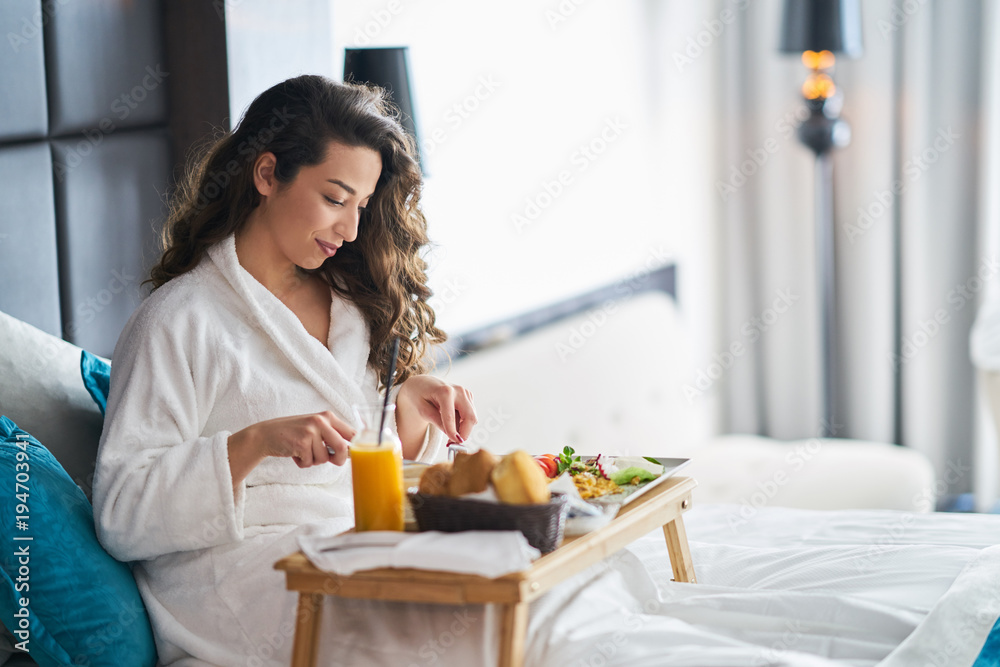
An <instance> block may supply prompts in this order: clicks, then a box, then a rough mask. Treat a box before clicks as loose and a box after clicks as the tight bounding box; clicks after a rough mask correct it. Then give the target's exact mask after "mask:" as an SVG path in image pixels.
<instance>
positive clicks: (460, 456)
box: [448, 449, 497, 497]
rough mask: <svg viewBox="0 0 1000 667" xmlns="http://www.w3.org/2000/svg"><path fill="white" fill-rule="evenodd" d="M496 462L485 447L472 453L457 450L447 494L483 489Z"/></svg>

·····

Word for word, retype all of the data above, but include no pictures.

An <instance> block may supply prompts in this order: clicks, then a box, then a rough mask. Treat a box before clicks as loose and a box after clicks as the tight bounding box; clicks after a rough mask correct it. Then give the target's exact mask after "mask:" as an SVG path in image pixels.
<instance>
positive clicks: (460, 456)
box: [448, 449, 497, 497]
rough mask: <svg viewBox="0 0 1000 667" xmlns="http://www.w3.org/2000/svg"><path fill="white" fill-rule="evenodd" d="M496 462L485 447L472 453L457 450L447 494L483 489Z"/></svg>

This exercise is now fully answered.